## Work instruction
Convert the data into a Markdown table with the columns n and Line, where n gives the row number and Line holds each line. Skip blank lines.

## Material provided
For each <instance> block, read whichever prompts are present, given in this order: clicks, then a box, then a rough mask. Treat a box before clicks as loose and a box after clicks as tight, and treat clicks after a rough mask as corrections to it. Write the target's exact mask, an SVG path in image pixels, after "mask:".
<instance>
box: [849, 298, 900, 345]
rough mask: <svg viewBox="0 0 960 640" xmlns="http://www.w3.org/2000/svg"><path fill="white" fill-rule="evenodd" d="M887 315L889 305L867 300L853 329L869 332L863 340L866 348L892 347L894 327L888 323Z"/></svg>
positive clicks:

## Task solution
| n | Line |
|---|---|
| 1 | For each <instance> block, read whichever prompts are present, given in this order: clicks, then a box, then a rough mask. Treat a box before clicks as loose and a box after clicks as tight, and treat clicks after a rough mask as corrections to it. Write the target's exact mask, an SVG path in image pixels, after "mask:". |
| 2 | <instance> |
| 3 | box: [849, 298, 900, 345] |
| 4 | rough mask: <svg viewBox="0 0 960 640" xmlns="http://www.w3.org/2000/svg"><path fill="white" fill-rule="evenodd" d="M887 315L889 305L867 300L853 329L869 332L863 340L866 348L892 347L894 327L888 323Z"/></svg> |
| 5 | positive clicks: |